# [Supplied text]
_ _ _ _

UNITED STATES SECURITIES AND EXCHANGE COMMISSION

Washington, DC 20549

 

FORM 8-K

 

CURRENT REPORT

PURSUANT TO SECTION 13 OR 15(d) OF

THE SECURITIES EXCHANGE ACT OF 1934

 

Date of Report (Date of Earliest Event Reported): June 27, 2013 (June 25, 2013)

 

PERICOM SEMICONDUCTOR CORPORATION

(Exact Name of Registrant as Specified in its Charter)

 

California

(State or Other Jurisdiction of Incorporation)

 

0-27026

(Commission File Number)

77-0254621

(I.R.S. Employer Identification No.)

 

3345 North First Street, San Jose, California 95134

(Address of Principal Executive Offices) (Zip Code)

 

(408) 435-0800

(Registrant’s Telephone Number, Including Area Code)

_ _ _ _

# [Data lines]
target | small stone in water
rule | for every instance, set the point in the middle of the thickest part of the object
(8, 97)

_ _ _ _

# [What is asked]
a. Transcribe the part of the Pericom Form 8-K that opens with the words "PURSUANT TO SECTION" and closes with "in its Charter)".
b. Carry the Pericom Form 8-K forward from its last line, writing the section that comes next.

# [Answers provided]
a.
PURSUANT TO SECTION 13 OR 15(d) OF

THE SECURITIES EXCHANGE ACT OF 1934

 

Date of Report (Date of Earliest Event Reported): June 27, 2013 (June 25, 2013)

 

PERICOM SEMICONDUCTOR CORPORATION

(Exact Name of Registrant as Specified in its Charter)

b.
Check the appropriate box below if the Form 8-K filing is intended to simultaneously satisfy the filing obligation of the registrant under any of the following provisions (see General Instruction A.2. below):

 

¨Written communications pursuant to Rule 425 under the Securities Act (17CFR 230.425)

 

¨Soliciting material pursuant to Rule 14a-12 under the Exchange Act (17CFR 240.14a-12)

 

¨Pre-commencement communications pursuant to Rule 14d-2(b) under the Exchange Act (17CFR 240.14d-2(b))

 

¨Pre-commencement communications pursuant to Rule 13e-4(c) under the Exchange Act (17CFR 240.13e-4(c))

 

 
 

 

Item 5.03 Amendments to Articles of Incorporation or Bylaws; Change in Fiscal Year.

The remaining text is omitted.